## Goal:
Count the lines of the records that contain the string "aven" and give only that number.

START Input material

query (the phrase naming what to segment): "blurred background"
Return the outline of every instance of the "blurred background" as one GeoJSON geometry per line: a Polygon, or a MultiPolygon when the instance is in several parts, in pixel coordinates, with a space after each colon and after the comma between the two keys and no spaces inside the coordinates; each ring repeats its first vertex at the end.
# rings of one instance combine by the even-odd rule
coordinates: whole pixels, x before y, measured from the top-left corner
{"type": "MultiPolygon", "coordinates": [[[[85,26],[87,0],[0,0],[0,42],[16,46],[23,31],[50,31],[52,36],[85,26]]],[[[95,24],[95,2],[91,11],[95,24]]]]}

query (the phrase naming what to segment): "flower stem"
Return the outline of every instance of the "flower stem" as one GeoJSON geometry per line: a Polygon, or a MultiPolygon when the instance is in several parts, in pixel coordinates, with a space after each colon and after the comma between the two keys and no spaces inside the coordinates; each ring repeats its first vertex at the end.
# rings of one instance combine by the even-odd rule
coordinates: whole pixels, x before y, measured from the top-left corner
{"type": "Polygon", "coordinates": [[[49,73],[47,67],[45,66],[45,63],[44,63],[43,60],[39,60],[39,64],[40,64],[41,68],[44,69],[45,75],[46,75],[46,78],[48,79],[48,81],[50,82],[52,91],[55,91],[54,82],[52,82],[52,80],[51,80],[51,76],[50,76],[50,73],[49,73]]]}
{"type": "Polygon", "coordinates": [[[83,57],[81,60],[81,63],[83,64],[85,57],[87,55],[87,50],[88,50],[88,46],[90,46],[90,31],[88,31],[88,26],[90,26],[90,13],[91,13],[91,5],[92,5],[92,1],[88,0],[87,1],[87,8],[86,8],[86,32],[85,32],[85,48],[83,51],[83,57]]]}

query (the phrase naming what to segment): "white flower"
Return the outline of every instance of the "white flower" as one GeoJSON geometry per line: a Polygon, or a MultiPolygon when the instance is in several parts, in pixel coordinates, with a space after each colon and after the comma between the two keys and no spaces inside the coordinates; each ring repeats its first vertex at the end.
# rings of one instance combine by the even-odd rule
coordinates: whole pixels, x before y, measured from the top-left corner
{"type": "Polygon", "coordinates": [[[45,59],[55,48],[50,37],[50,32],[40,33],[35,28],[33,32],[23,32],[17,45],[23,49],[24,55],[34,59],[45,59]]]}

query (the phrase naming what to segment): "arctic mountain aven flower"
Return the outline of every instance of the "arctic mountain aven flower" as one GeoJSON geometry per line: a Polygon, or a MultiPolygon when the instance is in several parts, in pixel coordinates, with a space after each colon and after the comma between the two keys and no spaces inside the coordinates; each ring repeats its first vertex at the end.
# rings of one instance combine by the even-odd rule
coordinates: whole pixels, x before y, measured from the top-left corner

END Input material

## Full response:
2